----- Entries provided

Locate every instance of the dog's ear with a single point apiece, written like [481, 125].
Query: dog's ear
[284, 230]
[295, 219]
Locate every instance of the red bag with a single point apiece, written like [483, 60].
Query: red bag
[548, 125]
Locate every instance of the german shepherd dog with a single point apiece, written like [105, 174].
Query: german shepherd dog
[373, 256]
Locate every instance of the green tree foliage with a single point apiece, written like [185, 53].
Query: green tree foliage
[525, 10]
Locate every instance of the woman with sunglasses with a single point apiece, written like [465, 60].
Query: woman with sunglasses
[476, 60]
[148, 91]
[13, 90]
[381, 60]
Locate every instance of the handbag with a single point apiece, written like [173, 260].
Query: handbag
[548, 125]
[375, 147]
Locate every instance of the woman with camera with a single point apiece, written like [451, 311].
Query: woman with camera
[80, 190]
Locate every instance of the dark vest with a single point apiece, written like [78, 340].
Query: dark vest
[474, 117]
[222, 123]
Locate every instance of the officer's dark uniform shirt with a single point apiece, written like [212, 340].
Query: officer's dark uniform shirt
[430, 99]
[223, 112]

----------
----- Entries provided

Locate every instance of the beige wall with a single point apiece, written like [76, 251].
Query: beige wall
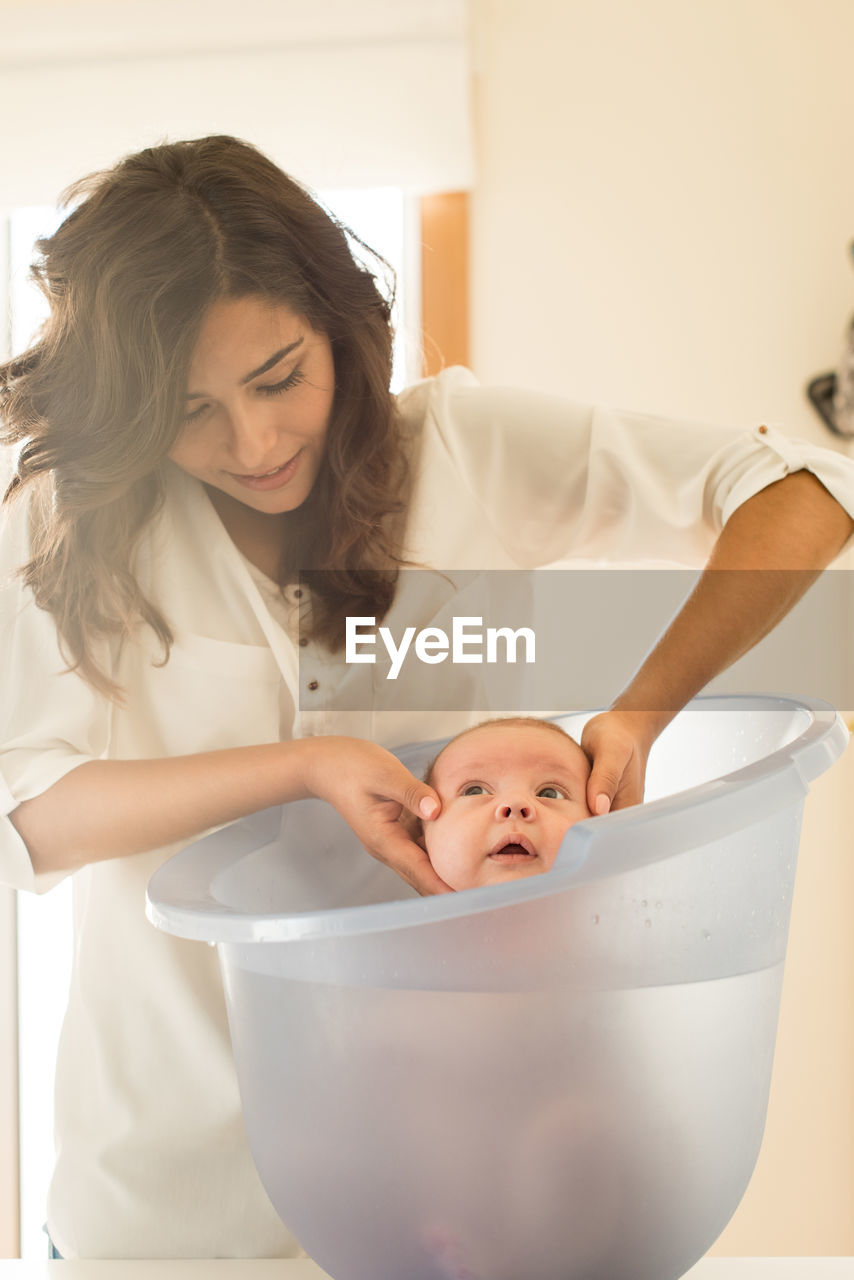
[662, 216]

----------

## Task objective
Tally how many lines of the data above contain the string "camera", matching case exactly. Reply with the number only.

## Written reply
2